▸ **WORK TO BE COMPLETED**
Find and return every line of the data that contains the word "object".

(EXTRACTED INFORMATION begins)

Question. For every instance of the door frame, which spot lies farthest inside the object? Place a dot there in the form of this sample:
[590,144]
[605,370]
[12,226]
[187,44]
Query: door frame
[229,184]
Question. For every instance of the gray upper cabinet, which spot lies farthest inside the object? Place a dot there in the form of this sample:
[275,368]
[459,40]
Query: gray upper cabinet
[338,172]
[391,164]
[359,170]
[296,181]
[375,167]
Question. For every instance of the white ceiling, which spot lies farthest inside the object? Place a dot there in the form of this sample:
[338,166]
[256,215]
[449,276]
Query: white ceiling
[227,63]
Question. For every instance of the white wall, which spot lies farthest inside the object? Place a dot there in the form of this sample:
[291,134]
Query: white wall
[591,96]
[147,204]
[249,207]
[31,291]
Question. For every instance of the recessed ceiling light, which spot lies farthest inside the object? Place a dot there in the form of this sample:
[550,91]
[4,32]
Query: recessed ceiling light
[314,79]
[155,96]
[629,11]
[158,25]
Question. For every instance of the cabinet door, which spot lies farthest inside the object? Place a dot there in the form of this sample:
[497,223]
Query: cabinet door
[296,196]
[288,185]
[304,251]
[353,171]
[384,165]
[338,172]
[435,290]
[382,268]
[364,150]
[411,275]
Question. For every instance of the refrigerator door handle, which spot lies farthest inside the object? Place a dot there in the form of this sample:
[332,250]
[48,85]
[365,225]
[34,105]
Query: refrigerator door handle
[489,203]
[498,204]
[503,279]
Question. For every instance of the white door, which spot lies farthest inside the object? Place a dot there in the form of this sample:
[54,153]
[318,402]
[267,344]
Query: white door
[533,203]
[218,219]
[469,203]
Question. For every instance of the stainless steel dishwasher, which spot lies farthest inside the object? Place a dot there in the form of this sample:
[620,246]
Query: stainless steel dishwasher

(EXTRACTED INFORMATION ends)

▸ **WRITTEN RESPONSE**
Question. For every instance of the door frame, which spot lies farthest inside the object? Place a dot there in the form of this sample:
Question. For every instance of the gray upper cabinet, which spot lies farthest inside the object? Place a dot there in the form of this sample:
Question. For every instance of the white ceiling, which spot lies farthest inside the object? Place a dot there in the form of this sample:
Question. For every instance of the white wall, which spot lies farthest inside the object? Place a dot there in the form of this sample:
Question. For every instance of the recessed ceiling light, which spot lies farthest inside the object? Place a dot there in the form of this sample:
Question. For every instance of the cabinet door, which spot lies farthest inside the object? Place a dot there in the form of this sample:
Question. For every instance of the refrigerator door handle, which spot lies farthest inside the object? Place a dot there in the form of this sample:
Question. For every instance of the white door, which spot lies farthest inside the object? Place a dot there in the form of this sample:
Question. For every instance of the stainless steel dishwasher, which spot lies farthest inside the object? Place a dot there in the form of this sample:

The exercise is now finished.